# WHAT TO PRODUCE:
Collect the lines of the entries where "query" shows up.

= Beginning of Section =

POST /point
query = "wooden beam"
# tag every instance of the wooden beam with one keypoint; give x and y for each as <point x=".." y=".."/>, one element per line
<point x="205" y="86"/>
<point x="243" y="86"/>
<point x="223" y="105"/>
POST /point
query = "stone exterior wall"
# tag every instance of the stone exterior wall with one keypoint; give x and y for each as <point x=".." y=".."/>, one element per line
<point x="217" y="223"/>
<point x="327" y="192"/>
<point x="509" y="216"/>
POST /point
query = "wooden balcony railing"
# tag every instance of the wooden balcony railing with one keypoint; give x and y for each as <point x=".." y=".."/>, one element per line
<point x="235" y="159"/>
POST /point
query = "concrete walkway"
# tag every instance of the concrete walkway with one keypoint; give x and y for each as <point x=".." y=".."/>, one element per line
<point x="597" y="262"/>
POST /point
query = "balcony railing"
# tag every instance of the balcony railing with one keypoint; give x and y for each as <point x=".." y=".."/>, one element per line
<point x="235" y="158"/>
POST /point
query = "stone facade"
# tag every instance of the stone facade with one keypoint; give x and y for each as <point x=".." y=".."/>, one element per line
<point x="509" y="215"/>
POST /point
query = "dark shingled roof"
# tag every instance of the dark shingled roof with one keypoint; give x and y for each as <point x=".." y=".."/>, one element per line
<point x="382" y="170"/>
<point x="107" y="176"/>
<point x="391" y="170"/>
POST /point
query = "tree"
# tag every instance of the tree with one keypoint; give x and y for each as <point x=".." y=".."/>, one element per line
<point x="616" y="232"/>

= End of Section =

# WRITTEN RESPONSE:
query = "wooden beam"
query = "stone exterior wall"
query = "wooden balcony railing"
query = "concrete walkway"
query = "balcony railing"
query = "stone facade"
query = "dark shingled roof"
query = "tree"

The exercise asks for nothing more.